> _Task goal_
Print every line of the records below exactly as it reads.

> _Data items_

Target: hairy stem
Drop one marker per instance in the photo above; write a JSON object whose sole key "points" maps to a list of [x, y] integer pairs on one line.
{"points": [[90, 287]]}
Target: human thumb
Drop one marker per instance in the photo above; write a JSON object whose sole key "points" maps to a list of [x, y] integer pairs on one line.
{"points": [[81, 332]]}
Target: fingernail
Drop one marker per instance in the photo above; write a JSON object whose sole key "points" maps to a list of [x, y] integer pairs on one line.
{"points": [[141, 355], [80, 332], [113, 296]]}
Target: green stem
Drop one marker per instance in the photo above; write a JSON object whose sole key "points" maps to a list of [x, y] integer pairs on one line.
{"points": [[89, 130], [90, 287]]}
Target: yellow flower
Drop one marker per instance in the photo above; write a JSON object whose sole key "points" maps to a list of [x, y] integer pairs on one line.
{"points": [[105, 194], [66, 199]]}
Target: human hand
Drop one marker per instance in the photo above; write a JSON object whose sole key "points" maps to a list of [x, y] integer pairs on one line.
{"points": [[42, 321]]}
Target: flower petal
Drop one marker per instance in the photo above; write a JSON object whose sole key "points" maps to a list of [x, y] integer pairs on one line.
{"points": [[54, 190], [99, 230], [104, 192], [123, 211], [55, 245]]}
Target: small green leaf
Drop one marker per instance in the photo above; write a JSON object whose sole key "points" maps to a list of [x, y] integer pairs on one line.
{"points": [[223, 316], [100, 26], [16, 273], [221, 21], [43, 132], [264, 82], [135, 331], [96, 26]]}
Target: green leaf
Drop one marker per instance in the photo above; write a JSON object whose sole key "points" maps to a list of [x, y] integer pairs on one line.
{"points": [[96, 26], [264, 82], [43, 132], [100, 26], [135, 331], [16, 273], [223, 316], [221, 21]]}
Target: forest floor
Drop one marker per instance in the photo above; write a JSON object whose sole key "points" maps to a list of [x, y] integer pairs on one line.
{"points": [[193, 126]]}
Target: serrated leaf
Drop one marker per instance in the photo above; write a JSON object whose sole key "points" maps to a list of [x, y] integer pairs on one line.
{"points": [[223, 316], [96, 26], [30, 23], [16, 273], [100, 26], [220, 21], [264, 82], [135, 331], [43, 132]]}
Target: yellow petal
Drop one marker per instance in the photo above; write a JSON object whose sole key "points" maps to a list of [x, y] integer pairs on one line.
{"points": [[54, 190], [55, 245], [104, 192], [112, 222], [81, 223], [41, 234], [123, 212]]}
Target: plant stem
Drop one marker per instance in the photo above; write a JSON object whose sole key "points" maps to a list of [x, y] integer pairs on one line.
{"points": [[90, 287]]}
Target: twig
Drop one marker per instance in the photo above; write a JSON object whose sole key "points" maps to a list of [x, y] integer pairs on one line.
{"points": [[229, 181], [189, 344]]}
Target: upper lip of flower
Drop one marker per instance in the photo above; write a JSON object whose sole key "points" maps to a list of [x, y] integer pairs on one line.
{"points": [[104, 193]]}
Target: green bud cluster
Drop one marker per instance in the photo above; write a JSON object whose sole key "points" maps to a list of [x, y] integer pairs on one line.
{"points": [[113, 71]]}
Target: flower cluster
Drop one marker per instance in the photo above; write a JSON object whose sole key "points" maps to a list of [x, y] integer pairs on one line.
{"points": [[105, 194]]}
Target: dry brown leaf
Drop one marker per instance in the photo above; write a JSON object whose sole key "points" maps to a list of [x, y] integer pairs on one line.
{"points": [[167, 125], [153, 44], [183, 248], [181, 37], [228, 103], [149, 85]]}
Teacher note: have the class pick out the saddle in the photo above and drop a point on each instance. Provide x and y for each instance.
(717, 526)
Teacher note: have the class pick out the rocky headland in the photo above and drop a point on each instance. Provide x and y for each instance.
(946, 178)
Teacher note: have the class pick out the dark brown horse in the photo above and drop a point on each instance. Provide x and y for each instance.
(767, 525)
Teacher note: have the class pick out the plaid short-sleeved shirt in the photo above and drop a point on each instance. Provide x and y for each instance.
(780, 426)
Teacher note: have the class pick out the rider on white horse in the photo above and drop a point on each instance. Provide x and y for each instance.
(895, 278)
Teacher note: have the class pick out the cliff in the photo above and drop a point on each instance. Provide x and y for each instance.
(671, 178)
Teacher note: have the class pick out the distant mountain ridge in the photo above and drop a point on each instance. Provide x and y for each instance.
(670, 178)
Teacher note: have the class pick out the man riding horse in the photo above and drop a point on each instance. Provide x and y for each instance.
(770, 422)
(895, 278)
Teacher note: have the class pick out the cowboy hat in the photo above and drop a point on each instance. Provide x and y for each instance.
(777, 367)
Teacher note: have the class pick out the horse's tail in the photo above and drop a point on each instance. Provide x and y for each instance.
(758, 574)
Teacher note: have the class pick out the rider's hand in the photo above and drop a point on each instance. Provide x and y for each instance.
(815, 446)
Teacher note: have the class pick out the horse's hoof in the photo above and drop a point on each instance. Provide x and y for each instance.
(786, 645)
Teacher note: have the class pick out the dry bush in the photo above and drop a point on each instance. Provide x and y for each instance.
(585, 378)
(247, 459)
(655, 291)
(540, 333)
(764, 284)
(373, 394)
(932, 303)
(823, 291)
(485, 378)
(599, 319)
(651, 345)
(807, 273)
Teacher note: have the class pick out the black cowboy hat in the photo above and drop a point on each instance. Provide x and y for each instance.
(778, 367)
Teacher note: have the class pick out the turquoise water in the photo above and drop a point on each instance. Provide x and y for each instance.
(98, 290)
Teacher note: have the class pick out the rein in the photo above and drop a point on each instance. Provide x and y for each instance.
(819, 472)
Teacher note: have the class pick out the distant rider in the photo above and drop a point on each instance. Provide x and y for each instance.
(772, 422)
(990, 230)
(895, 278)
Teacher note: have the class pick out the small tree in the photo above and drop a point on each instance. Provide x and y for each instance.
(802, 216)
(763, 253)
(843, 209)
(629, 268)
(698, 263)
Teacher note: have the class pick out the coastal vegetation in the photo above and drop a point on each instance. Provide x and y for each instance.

> _Solution for this task_
Target: hairy stem
Drop one marker per instance in the photo above; write a JSON object whose sole key "points" maps to a list of [x, y] integer pairs on one line.
{"points": [[90, 287]]}
Target: human thumb
Drop one marker per instance in the photo above; write a JSON object whose sole key "points" maps to a list of [x, y] integer pairs on one line.
{"points": [[81, 332]]}
Target: fingernail
Drop one marker per instance in the photo above; write a JSON object whose sole key "points" maps to a list of [x, y] integer pairs on one line.
{"points": [[141, 355], [80, 332], [113, 296]]}
Target: green stem
Drop one marker per instance in the photo above; write a JSON object whose sole key "points" maps to a list of [x, y] integer pairs on one line.
{"points": [[89, 130], [90, 287]]}
Target: yellow flower
Drop one marker per instance in the photo above; write a JSON object whose sole key "points" maps to a list of [x, y] integer pairs on one line.
{"points": [[105, 194], [66, 199]]}
Target: human hand
Drop one marker per instance in the photo above; write a JSON object whose sole key "points" maps to a list of [x, y] integer pairs on one line.
{"points": [[42, 321]]}
Target: flower petal
Drop one marker per instance in the photo above; write a JSON object whose sole key "points" maps to a list of [x, y] integer pairs on one line.
{"points": [[54, 190], [99, 230], [104, 192], [123, 211], [55, 245]]}
Target: small green leaf
Drop one marker per instance in the photo above; write a JSON object whose sole key "points" maps to a list of [x, y] integer pairs on one line.
{"points": [[223, 316], [100, 26], [16, 273], [221, 21], [43, 132], [264, 82], [135, 331], [96, 26]]}
Target: green leaf
Drop one marker per instance in the photo above; write a JSON object whose sole key "points" maps to a list of [x, y] integer pairs on one line.
{"points": [[96, 26], [264, 82], [43, 132], [100, 26], [135, 331], [16, 273], [223, 316], [221, 21]]}
Target: forest floor
Drop one marker per instance in the photo above; write a JSON object whose sole key "points" maps to a list of [x, y] integer pairs on one line.
{"points": [[193, 126]]}
Target: serrated leaf
Drop one marker per instance in the photo above; write a JSON object whose sole key "points" maps to a list of [x, y] integer pairs on one line.
{"points": [[223, 316], [96, 26], [30, 23], [16, 273], [100, 26], [220, 21], [264, 82], [135, 331], [43, 132]]}
Target: yellow petal
Drop one marker per instance in the photo above; write a JSON object whose sole key "points" maps to a list of [x, y] integer pairs on one line.
{"points": [[54, 190], [55, 245], [104, 192], [112, 222], [81, 223], [41, 234], [123, 212]]}
Target: plant stem
Drop one marker per instance in the photo above; write a JSON object whose sole key "points" maps to a list of [x, y] integer pairs on one line.
{"points": [[90, 287]]}
Target: twig
Drop one marker per instance in the photo above; write a JSON object whose sole key "points" maps to a list of [x, y] integer pairs on one line.
{"points": [[229, 181], [189, 344]]}
Target: upper lip of flower
Drop one marker per instance in the photo above; write a JSON object whose sole key "points" maps to a list of [x, y] integer pairs on one line.
{"points": [[104, 193]]}
Target: green bud cluster
Drop one marker per instance in the photo above; write a JSON object whose sole key "points" maps to a list of [x, y] integer pairs on one line.
{"points": [[113, 71]]}
Target: flower cluster
Drop one marker per instance in the photo above; write a JSON object whose sole key "points" maps to a list of [x, y] integer pairs on one line.
{"points": [[105, 194]]}
Target: dry brown leaf
Drop one marker per instance in the photo above; write a JSON object whose sole key "points" maps to a list of [x, y] integer pairs on one line.
{"points": [[167, 125], [153, 44], [183, 248], [181, 37], [228, 103], [149, 85]]}
Teacher note: have the class pick out the saddle in the photo above and drop a point on each instance. Provide x and y for each instance.
(717, 526)
Teacher note: have the class pick out the rocky headland in the photo above and drop a point on each instance. Provide x and y for each instance.
(946, 178)
Teacher note: have the class pick out the dark brown horse in the photo above and drop a point on each instance. Provide x and y for each instance.
(767, 525)
Teacher note: have the class pick out the plaid short-sleeved shirt in the photo above and drop a point on each instance. Provide x and y for each instance.
(780, 426)
Teacher note: have the class pick out the rider on white horse in the photo above and drop a point on each instance. Provide x and y for each instance.
(895, 278)
Teacher note: have the class pick out the cliff in the photo above and drop a point on each instance. Provide x and y for each instance.
(671, 178)
Teacher note: have the class pick out the distant mountain ridge in the photo above and drop a point on each instance. Provide x and y for each instance.
(670, 178)
Teacher note: have the class pick out the man riding horse in the photo above and drop a point on each instance. Provide x and y for each instance.
(770, 422)
(895, 278)
Teacher note: have the class pick out the cowboy hat in the photo above and drop a point on each instance. Provide x and y for each instance.
(777, 367)
Teacher note: have the class pick out the horse's tail in the photo above and drop a point on each instance. Provide x and y for each instance.
(758, 574)
Teacher note: have the class pick out the rider's hand in the photo above and drop a point on each instance. Provide x and y for each instance.
(815, 446)
Teacher note: have the class pick out the horse's hoof in the photo above and drop a point on each instance. Provide x and y for each instance.
(786, 645)
Teacher note: have the class pick out the dry bush in the photo above and drop a point on each instance. Provide x and y for each instance.
(585, 378)
(247, 459)
(655, 291)
(540, 333)
(764, 284)
(373, 394)
(932, 303)
(823, 291)
(485, 378)
(599, 319)
(651, 345)
(807, 273)
Teacher note: have the class pick out the black cowboy hat in the photo above and drop a point on each instance. Provide x and y for each instance.
(778, 367)
Teacher note: have the class pick out the turquoise water in the photo above and drop a point on each instance. Provide x and y for each instance.
(98, 290)
Teacher note: have the class pick out the rein in the photo above and drop a point on each instance. Provide x and y for each instance.
(819, 472)
Teacher note: have the class pick out the distant rider in the photo above and drop a point on each instance. Provide x and y for each instance.
(772, 422)
(990, 230)
(895, 278)
Teacher note: have the class pick out the small tree in the photo above and drop a point on each instance. Provide x and y for each instance.
(802, 216)
(763, 253)
(843, 209)
(629, 268)
(698, 263)
Teacher note: have the class pick out the coastal vegetation in the photo above and drop a point on each instance. Provide x and y for each instance.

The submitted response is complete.